Request:
Transcribe the lines below exactly, preserving every character.

Provided data:
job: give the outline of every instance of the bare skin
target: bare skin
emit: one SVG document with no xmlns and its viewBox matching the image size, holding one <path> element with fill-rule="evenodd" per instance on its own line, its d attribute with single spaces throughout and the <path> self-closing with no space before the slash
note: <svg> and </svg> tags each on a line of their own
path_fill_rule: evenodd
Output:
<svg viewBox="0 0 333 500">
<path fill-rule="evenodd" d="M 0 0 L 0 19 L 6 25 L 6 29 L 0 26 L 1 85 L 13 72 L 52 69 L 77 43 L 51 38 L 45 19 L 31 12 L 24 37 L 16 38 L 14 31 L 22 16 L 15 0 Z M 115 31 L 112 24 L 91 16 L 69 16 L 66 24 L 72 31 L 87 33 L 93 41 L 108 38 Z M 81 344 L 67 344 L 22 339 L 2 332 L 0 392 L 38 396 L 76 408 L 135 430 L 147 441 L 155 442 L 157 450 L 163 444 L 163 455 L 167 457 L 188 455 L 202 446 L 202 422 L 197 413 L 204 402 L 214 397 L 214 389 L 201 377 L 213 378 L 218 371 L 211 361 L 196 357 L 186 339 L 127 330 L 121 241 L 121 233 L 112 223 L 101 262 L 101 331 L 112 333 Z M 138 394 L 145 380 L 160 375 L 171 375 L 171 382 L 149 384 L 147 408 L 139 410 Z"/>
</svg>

Result:
job: give the outline of every instance of the bare skin
target: bare skin
emit: one SVG document with no xmlns and its viewBox matching the image size, holding one <path> element with fill-rule="evenodd" per instance on its own line, its d attribute with single spaces throughout and the <path> self-closing with no space before the slash
note: <svg> and </svg> tags each on a line of their own
path_fill_rule: evenodd
Output:
<svg viewBox="0 0 333 500">
<path fill-rule="evenodd" d="M 0 0 L 0 19 L 6 25 L 6 29 L 0 26 L 1 85 L 13 72 L 52 69 L 77 43 L 51 38 L 45 19 L 31 12 L 24 37 L 16 38 L 14 31 L 22 16 L 15 0 Z M 115 31 L 112 24 L 91 16 L 69 16 L 66 24 L 72 31 L 87 33 L 93 41 L 108 38 Z M 81 344 L 67 344 L 22 339 L 2 332 L 0 392 L 38 396 L 76 408 L 135 430 L 147 441 L 155 442 L 157 450 L 163 444 L 163 455 L 167 457 L 188 455 L 202 446 L 202 422 L 197 413 L 204 402 L 214 397 L 214 389 L 201 377 L 213 378 L 218 371 L 211 361 L 196 357 L 186 339 L 127 330 L 121 241 L 121 233 L 112 223 L 101 262 L 101 331 L 112 333 Z M 138 394 L 145 380 L 160 375 L 171 375 L 171 382 L 149 384 L 147 408 L 139 410 Z"/>
</svg>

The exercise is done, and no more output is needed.